Text for analysis:
◇ ◇ ◇

New drug driving laws and roadside testing

The Scottish Government has confirmed that drug driving limits and roadside testing will be introduced into Scotland on 21st October this year.

Existing law makes it an offence to be in charge of a motor vehicle while unfit to drive through drink or drugs, with the penalties – reserved to Westminster – being a minimum 12-month driving ban, up to six months in prison and a fine of up to £5,000. The new offence of driving while above specified drug limits will operate alongside the current offence and carry with it the same maximum penalties.

Currently, when police suspect drug driving, they can carry out a roadside field impairment test. If the individual fails the test this provides sufficient evidence to arrest and take the driver to a police station for further tests. A doctor must certify that the person is, in their opinion, impaired to the extent that they are unfit to drive.

However, there are currently no prescribed limits for controlled drugs. The UK Government introduced provision in the Crime and Courts Act 2013 which made it an offence to drive under the influence of different drug types when over a specified limit. The ability to provide specified limits for drugs is devolved, and so it has been for Scottish Ministers to decide whether there should be specified limits and, if so, what level these should be and for what drug types.

From 21st October there will be a zero tolerance approach to eight drugs most associated with illegal use, including cannabis, heroin and cocaine, with limits set at a level where any claims of accidental exposure can be ruled out.

Meanwhile, a list of other drugs associated with medical use will have limits based on impairment and risk to road safety. This will make it easier to hold drug drivers to account as there will no longer be a requirement to prove that someone was driving in an impaired manner.

Regulations laid in the Scottish Parliament, subject to MSPs’ approval, will permit prosecutions where different drug types are found to be above specified levels.

“The introduction of drug driving limits will strengthen the power of Scotland’s police and prosecutors to tackle the minority of drivers who irresponsibly put themselves and other road-users at risk,” said Justice Secretary Humza Yousaf. “Together with our stringent drink-driving limits, these new laws will ensure that Scotland has the UK’s most robust laws against impaired and unsafe driving.”

◇ ◇ ◇

Phrase grounding data:
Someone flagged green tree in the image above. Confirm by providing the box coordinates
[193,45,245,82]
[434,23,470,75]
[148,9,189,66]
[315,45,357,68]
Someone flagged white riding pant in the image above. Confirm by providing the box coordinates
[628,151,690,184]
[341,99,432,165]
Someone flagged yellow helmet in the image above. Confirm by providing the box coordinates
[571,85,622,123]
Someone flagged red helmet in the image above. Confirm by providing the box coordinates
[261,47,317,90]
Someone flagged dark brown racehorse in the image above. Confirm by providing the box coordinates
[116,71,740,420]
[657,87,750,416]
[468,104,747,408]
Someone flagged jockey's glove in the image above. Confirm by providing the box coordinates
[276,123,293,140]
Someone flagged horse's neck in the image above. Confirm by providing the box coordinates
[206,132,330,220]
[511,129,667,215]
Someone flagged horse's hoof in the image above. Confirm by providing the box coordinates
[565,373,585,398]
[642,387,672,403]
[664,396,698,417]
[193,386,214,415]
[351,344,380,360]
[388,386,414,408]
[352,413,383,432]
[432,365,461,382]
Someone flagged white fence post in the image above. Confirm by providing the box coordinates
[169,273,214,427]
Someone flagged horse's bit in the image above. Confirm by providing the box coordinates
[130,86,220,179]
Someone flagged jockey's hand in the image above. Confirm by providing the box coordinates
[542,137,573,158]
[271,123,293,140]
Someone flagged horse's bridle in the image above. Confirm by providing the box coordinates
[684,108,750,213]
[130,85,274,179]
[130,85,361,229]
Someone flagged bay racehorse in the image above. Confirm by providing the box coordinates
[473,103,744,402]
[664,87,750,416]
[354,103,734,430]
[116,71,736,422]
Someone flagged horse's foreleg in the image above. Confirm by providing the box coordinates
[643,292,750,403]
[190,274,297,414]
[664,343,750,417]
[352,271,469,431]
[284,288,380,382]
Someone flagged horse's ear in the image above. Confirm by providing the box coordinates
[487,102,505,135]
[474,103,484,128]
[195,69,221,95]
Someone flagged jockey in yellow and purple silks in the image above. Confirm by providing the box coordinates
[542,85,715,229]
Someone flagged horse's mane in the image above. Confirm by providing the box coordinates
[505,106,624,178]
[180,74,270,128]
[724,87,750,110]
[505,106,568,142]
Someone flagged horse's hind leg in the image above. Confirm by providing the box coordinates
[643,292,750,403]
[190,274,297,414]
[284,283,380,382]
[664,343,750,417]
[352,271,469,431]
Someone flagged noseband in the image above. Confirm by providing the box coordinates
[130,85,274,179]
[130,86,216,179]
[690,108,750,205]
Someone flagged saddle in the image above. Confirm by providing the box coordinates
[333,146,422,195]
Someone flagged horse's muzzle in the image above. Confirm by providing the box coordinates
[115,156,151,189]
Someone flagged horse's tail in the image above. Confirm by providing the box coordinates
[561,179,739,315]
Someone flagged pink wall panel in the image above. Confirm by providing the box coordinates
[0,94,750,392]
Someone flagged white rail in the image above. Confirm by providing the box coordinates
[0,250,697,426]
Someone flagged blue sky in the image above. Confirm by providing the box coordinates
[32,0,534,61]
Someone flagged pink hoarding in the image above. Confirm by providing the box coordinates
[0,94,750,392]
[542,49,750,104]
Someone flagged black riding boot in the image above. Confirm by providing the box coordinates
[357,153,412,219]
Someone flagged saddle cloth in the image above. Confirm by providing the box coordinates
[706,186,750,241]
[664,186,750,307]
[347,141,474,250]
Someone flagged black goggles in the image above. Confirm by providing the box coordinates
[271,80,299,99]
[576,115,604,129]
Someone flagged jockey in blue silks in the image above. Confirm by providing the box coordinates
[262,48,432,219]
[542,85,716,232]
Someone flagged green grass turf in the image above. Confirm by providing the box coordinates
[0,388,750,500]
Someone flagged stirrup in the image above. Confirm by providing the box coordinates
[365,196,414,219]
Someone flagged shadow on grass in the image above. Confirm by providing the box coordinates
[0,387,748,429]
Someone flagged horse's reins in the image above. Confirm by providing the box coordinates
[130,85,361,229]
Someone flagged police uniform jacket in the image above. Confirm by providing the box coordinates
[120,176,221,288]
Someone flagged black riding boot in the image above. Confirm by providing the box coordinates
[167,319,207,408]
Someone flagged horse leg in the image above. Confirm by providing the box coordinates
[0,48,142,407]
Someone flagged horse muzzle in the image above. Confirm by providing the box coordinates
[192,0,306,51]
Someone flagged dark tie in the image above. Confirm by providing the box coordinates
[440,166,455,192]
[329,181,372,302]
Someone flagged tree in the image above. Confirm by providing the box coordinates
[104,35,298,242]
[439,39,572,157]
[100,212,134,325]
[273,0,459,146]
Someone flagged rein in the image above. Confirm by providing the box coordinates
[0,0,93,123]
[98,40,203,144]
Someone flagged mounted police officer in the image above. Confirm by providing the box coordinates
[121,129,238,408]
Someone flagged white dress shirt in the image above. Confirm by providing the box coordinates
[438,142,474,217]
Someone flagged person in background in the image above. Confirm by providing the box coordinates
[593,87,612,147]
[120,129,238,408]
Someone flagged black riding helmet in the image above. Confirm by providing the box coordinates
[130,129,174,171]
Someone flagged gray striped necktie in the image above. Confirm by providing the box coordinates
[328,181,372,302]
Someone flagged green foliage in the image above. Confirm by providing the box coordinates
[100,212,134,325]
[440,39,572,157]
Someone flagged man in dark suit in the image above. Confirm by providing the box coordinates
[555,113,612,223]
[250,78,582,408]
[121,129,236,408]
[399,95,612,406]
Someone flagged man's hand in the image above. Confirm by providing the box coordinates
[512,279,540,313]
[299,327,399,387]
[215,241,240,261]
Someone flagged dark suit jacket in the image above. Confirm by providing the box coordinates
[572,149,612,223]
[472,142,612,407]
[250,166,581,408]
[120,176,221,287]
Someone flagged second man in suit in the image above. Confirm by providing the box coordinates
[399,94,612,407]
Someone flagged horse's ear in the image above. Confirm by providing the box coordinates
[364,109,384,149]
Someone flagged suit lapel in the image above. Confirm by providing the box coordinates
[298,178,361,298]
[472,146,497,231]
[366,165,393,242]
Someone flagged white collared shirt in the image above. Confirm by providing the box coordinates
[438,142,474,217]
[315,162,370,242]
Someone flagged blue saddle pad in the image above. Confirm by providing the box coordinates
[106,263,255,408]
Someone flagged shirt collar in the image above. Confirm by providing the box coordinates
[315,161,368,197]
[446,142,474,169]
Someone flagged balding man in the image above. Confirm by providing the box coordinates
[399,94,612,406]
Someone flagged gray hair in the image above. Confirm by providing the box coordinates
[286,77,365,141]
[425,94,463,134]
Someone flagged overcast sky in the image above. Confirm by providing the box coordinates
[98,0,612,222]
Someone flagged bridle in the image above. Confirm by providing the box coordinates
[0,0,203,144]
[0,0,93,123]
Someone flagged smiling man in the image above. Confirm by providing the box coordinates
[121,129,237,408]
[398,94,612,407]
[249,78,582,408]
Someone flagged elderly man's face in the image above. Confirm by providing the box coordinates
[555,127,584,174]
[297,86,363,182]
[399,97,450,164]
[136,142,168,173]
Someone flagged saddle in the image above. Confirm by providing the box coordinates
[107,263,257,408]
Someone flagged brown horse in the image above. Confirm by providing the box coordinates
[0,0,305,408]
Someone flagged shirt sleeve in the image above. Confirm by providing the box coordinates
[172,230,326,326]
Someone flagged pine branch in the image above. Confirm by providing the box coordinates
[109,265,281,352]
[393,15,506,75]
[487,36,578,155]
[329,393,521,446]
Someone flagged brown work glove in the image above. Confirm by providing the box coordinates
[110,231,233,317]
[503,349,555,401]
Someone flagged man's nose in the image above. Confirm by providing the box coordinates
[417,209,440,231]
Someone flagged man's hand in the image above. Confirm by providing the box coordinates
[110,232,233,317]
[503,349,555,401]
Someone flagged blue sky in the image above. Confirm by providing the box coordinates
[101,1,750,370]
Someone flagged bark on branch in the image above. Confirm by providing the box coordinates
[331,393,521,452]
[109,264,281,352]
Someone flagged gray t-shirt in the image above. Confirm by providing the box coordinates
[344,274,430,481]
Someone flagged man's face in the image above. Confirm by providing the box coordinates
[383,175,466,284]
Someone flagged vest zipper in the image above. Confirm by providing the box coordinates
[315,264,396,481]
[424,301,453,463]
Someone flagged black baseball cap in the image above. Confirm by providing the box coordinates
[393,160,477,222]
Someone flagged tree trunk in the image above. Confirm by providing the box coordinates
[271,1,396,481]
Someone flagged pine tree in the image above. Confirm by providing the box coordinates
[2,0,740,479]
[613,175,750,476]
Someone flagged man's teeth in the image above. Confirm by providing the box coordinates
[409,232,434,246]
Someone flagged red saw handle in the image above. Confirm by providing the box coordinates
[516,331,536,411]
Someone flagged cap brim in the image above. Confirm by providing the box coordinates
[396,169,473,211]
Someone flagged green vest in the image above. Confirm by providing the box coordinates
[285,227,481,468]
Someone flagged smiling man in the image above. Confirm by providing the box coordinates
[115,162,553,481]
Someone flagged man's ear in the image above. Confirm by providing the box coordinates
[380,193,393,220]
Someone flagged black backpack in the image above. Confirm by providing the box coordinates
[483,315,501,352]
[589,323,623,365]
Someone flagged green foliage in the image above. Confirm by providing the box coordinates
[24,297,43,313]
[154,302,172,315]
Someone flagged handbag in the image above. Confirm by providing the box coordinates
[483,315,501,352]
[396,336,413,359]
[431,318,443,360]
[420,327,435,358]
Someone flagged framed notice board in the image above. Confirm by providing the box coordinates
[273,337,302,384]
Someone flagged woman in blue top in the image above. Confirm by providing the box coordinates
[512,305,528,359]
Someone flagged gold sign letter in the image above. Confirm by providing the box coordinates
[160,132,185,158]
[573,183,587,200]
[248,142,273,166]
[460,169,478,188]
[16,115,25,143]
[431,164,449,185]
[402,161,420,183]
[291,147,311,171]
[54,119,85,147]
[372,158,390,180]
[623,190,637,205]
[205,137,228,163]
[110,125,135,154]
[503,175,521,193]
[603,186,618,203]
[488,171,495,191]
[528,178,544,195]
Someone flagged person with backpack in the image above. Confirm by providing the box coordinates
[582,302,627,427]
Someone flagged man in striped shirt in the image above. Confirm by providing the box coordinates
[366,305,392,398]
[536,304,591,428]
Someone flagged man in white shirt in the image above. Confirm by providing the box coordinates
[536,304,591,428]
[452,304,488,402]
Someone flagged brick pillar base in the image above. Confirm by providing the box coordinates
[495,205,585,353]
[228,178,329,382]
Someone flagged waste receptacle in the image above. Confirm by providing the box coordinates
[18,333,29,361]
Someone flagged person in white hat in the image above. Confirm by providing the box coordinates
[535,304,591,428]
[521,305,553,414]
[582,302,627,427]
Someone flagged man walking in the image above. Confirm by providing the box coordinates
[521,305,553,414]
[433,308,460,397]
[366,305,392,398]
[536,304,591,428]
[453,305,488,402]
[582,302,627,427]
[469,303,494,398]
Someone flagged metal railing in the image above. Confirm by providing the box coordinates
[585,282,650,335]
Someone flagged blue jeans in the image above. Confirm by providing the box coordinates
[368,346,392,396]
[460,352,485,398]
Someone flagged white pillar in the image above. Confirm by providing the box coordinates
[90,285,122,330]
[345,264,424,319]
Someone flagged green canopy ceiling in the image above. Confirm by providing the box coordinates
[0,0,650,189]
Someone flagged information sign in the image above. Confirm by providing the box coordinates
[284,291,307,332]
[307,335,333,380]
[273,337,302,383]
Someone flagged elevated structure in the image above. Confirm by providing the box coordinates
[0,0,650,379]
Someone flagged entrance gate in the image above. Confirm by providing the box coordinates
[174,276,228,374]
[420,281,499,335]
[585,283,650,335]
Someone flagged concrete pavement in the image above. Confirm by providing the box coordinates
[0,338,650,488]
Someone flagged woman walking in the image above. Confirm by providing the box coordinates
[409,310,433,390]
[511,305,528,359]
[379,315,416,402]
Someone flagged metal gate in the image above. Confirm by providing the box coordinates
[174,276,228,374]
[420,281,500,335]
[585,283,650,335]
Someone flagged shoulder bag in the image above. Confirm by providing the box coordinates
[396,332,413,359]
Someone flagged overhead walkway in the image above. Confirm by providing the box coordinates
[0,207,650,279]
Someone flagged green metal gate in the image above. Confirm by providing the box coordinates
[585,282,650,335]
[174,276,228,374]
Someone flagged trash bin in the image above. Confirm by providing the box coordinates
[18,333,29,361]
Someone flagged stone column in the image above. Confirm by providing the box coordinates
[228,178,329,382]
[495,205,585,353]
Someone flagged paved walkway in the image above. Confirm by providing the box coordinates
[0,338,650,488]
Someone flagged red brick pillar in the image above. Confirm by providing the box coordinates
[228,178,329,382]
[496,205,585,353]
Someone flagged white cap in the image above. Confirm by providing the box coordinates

◇ ◇ ◇

Task details: Can you transcribe the passage on new drug driving laws, copying everything from "Existing law makes" down to "unfit to drive."? The entries are separate material, unrelated to the text on drug driving laws.

Exercise solution:
Existing law makes it an offence to be in charge of a motor vehicle while unfit to drive through drink or drugs, with the penalties – reserved to Westminster – being a minimum 12-month driving ban, up to six months in prison and a fine of up to £5,000. The new offence of driving while above specified drug limits will operate alongside the current offence and carry with it the same maximum penalties.

Currently, when police suspect drug driving, they can carry out a roadside field impairment test. If the individual fails the test this provides sufficient evidence to arrest and take the driver to a police station for further tests. A doctor must certify that the person is, in their opinion, impaired to the extent that they are unfit to drive.